+++ Extracted information

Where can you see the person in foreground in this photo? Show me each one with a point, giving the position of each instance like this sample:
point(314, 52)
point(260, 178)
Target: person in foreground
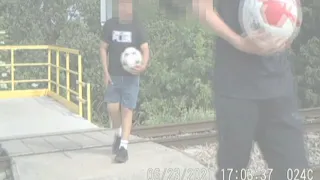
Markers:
point(254, 98)
point(122, 87)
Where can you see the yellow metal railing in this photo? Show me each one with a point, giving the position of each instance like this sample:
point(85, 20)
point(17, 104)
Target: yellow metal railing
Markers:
point(54, 65)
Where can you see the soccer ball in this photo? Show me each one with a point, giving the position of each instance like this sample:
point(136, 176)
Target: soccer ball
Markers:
point(279, 18)
point(130, 58)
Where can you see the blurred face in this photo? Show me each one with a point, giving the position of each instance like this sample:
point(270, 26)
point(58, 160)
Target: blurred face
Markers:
point(125, 9)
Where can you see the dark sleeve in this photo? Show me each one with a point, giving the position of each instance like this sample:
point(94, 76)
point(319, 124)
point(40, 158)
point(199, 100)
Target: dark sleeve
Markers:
point(142, 34)
point(106, 34)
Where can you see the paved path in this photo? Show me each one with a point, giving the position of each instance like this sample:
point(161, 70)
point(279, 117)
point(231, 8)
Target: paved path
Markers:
point(20, 117)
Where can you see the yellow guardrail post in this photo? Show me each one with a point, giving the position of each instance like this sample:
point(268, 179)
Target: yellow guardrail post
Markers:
point(49, 69)
point(68, 75)
point(89, 112)
point(58, 72)
point(80, 85)
point(12, 70)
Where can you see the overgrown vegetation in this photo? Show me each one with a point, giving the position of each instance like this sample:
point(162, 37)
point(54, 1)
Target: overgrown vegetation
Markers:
point(177, 86)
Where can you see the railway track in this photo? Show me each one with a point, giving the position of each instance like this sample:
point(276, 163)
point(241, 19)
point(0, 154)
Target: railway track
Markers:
point(203, 126)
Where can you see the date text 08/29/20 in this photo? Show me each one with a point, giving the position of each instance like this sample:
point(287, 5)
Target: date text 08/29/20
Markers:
point(180, 173)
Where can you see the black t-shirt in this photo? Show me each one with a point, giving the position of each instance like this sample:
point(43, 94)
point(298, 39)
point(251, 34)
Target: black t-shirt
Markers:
point(119, 36)
point(241, 75)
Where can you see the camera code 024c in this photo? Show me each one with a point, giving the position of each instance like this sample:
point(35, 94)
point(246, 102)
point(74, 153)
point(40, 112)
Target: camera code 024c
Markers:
point(180, 174)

++++++

(Task objective) The word to look for is "position"; copy out every line of the entries that holds it.

(Task answer)
Where can you see the person in foreground in this photo? Show me each one with a point, giving the position of each instance like this sample:
Where can you see the yellow metal railing in this photo? Show me each one with a point, giving the position of each instance like this sample:
Where can you see the soccer ball in this photo? Show me each one with a point, giving the position of each instance like this sample:
Where can you see the blurred face in this photo? Show me each one with a point, giving the position of each instance like this sample:
Where can you see the dark sleeve in this photo? Show me each one with a point, giving the position of each instance like this sample:
Where can you see the paved path in this photo? Show me each one with a point, giving the position of each instance like this sample:
Where can you see the yellow guardrail post in this photo? Show me each one with a point, giving the position of each instance like this sample:
Where can you see the overgrown vegetation in this photo? Show me each one with a point, giving the position of each instance like this sample:
Where can you see the railway track in this photo? Show me each one with a point, giving the position of each instance like this sample:
Where can you see the date text 08/29/20 in this photo? Show me each one with a point, giving the position of each instance like this sample:
Where can you see the black t-shirt in this photo? Show me each one with a point, giving the position of each instance like this sample:
Where can you see the camera code 024c in this photo? Show me each one with a point, giving the position of each instance like this sample:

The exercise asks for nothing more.